* **TEXTE FOURNI**:
Parents & enfants

Ça ne cesse de se confirmer: la fessée ne fait que du mal, même dix ans après

Repéré par Thomas Messias, mis à jour le 14.08.2017 à 9 h 23

Repéré sur River Front Times

Quels que soient les milieux et les circonstances.

 Llanto | Raúl Hernández González via Flickr CC License by

Llanto | Raúl Hernández González via Flickr CC License by

Parce qu'on a jamais assez d'arguments et de statistiques sous le coude pour expliquer autour de soi que donner une fessée à un enfant ne sert absolument à rien, toute nouvelle étude qui vient confirmer cette affirmation semble bonne à prendre. L'inefficacité totale de la pratique a été prouvée à plus d'une reprise, ce qui n'a pas empêché le Conseil Constitutionnel de retoquer la loi sur l'interdiction des châtiments corporels début 2017. Les résultats récemments présentés par le centre de politique familiale de l'université du Missouri sont donc loin d'être inutiles et peuvent permettre d'enfoncer le clou pour convaincre si besoin que la fessée, c'est non. Quelles que soient les circonstances.

* **CONSIGNES**:
A – Quels noms de personnes et quels noms de publications ou de plateformes en ligne le texte sur la fessée mentionne-t-il ?
B – Recopiez à l'identique le passage du texte sur la fessée qui va de "Ça ne cesse" à "et les circonstances.".

* **LES DONNÉES**:
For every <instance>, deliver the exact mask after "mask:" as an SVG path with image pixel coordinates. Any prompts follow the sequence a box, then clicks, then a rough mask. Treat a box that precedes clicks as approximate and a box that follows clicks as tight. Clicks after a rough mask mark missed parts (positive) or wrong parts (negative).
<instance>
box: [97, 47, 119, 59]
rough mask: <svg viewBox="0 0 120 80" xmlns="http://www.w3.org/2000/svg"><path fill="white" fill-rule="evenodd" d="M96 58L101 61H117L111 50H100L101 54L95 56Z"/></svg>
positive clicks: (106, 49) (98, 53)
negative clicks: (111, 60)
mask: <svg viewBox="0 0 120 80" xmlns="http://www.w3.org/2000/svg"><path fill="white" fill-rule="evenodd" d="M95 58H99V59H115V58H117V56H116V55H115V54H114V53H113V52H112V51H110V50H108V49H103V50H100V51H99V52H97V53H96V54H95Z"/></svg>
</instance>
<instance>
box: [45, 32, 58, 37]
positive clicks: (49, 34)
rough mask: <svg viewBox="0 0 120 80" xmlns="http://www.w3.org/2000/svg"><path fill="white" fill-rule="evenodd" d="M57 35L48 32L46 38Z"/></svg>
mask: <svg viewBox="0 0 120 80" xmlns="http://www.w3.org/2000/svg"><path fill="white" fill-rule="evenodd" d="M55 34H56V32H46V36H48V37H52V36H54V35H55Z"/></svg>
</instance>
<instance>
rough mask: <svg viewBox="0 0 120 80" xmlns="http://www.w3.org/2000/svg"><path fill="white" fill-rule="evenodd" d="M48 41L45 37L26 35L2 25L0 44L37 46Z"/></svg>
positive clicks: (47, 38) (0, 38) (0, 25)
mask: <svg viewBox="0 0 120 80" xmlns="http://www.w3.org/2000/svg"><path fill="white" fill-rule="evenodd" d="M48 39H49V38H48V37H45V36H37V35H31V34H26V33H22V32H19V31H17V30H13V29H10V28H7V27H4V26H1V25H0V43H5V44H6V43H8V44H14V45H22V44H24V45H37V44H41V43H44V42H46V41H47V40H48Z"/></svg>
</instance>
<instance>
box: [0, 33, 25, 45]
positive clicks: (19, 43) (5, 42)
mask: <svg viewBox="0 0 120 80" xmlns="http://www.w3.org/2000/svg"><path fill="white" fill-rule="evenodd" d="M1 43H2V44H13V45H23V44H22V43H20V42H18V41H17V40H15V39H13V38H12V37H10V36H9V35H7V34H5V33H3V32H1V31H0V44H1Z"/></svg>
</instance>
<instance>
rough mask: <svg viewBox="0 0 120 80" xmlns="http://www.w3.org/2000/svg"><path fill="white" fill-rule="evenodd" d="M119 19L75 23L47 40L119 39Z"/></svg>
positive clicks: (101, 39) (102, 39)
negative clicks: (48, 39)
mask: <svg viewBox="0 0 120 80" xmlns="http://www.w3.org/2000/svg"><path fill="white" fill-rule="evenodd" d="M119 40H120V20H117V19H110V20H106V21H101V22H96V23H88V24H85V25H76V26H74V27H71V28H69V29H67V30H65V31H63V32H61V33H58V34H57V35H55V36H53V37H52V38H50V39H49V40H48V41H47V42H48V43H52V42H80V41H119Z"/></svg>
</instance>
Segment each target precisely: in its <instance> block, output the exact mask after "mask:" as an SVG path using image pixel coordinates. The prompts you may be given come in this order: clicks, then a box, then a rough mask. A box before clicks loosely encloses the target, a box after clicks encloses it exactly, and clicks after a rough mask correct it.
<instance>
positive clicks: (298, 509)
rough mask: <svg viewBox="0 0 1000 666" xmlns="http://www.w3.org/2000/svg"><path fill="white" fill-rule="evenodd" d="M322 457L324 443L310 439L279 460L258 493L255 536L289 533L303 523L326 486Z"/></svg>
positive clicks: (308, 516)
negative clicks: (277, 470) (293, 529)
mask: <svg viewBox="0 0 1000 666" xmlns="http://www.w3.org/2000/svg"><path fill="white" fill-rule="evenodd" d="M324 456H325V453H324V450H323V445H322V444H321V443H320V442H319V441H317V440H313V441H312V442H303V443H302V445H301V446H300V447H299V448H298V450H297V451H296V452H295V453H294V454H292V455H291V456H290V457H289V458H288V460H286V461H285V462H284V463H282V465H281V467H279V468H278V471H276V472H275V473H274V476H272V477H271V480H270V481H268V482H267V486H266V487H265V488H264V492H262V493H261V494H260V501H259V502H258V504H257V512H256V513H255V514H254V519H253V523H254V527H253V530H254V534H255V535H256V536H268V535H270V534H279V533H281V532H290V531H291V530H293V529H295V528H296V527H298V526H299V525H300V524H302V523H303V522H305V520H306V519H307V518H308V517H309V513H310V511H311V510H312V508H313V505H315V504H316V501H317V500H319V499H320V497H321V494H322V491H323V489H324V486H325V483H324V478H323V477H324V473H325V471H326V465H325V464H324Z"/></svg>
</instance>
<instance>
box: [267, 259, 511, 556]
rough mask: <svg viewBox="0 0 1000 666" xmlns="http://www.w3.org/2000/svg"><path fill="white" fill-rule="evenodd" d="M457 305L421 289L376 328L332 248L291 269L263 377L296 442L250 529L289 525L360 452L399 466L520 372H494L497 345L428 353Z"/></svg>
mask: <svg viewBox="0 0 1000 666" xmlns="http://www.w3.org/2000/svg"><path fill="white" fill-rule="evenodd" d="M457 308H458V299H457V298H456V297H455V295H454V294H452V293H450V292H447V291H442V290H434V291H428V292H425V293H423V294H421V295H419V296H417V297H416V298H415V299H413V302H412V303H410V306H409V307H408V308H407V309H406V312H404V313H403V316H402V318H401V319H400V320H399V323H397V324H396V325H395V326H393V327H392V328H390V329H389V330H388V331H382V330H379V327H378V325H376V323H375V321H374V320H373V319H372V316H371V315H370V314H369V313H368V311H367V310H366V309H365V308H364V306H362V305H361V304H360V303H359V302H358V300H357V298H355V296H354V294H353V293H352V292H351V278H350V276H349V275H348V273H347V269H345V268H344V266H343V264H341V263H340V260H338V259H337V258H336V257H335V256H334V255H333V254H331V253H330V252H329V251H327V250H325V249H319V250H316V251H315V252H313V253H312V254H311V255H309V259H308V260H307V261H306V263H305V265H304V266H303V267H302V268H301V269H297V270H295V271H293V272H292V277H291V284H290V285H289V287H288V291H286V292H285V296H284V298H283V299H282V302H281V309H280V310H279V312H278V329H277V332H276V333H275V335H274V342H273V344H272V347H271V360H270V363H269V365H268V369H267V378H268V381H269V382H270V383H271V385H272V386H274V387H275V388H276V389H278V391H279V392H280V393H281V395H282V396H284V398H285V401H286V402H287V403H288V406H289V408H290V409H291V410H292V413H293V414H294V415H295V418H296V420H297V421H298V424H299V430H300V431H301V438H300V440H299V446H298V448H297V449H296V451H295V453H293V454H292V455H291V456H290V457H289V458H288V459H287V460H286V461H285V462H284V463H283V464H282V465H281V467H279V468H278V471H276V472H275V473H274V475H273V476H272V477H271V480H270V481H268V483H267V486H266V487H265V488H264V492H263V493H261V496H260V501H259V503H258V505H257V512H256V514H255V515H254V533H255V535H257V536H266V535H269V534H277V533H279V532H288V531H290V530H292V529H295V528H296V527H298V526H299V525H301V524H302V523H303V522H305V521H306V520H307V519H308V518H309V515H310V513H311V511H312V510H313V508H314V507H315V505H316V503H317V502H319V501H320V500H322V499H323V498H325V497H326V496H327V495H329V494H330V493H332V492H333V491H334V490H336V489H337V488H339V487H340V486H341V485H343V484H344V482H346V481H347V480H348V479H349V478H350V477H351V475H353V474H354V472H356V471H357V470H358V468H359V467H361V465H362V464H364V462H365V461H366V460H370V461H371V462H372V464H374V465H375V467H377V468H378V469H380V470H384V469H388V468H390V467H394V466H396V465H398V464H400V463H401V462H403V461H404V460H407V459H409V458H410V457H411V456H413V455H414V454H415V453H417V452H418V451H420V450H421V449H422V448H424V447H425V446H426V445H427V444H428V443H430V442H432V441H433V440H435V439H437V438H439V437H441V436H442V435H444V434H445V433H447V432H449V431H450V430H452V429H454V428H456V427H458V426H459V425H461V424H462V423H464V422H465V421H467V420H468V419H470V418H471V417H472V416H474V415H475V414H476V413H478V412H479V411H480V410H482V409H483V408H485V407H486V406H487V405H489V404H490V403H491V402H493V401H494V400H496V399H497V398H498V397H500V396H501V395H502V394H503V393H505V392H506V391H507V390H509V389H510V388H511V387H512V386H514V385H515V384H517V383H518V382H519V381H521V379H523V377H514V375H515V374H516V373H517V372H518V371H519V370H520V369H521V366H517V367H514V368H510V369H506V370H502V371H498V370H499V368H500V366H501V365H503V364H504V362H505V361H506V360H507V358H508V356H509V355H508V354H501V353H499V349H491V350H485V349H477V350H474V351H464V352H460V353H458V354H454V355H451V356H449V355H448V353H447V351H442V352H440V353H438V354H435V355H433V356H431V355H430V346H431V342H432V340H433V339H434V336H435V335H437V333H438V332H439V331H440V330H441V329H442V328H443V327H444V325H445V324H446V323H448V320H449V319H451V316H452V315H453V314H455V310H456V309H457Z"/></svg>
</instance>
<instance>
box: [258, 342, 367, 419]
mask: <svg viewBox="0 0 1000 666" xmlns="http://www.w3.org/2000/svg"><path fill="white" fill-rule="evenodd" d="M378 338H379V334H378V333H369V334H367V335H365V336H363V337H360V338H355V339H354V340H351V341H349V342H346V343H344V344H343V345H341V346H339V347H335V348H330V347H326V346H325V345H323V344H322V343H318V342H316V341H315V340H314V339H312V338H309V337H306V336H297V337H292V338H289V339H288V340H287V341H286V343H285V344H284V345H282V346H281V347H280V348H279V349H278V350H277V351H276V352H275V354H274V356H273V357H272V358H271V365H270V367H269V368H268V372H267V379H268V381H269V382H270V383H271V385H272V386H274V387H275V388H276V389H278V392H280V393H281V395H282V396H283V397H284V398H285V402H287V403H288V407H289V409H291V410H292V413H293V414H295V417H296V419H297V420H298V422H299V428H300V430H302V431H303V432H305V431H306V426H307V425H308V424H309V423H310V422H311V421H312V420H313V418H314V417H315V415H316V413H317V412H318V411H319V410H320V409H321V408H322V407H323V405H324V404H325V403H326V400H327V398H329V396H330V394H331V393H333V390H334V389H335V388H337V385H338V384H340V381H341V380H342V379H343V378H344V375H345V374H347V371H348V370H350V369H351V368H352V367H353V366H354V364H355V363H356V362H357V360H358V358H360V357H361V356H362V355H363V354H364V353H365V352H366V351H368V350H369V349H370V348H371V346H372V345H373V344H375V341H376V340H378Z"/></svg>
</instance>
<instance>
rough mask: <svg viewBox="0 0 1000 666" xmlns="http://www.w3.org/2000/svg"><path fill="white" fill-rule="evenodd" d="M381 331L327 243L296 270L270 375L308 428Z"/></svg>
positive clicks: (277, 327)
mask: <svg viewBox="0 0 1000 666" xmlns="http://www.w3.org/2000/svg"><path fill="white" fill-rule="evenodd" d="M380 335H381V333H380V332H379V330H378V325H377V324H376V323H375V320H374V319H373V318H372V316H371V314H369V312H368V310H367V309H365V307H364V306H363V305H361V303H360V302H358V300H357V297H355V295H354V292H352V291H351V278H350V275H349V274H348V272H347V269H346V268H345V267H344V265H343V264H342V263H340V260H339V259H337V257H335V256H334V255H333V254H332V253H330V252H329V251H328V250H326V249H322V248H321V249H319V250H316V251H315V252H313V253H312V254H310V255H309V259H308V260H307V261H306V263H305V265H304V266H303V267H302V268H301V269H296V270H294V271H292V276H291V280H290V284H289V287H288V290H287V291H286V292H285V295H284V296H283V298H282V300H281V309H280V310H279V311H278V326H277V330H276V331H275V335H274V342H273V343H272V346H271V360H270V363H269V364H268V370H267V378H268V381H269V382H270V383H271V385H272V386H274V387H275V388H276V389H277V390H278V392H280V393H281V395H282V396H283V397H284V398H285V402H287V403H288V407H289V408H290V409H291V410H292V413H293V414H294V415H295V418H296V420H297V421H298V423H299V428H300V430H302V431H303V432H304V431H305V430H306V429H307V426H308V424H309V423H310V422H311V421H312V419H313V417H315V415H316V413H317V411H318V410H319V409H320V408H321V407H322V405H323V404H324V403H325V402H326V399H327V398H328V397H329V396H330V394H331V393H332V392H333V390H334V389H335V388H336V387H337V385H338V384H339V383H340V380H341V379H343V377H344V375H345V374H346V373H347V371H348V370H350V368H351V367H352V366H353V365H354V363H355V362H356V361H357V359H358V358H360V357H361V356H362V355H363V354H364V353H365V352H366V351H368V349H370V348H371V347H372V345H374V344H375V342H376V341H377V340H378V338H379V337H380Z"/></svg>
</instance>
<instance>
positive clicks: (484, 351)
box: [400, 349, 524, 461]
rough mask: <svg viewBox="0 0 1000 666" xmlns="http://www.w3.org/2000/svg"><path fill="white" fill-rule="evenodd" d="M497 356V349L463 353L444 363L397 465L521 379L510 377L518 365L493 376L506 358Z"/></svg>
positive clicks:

* **CORRIGÉS**:
A –
Personnes : Thomas Messias, Raúl Hernández González
Publications ou plateformes : River Front Times, Flickr

B –
Ça ne cesse de se confirmer: la fessée ne fait que du mal, même dix ans après

Repéré par Thomas Messias, mis à jour le 14.08.2017 à 9 h 23

Repéré sur River Front Times

Quels que soient les milieux et les circonstances.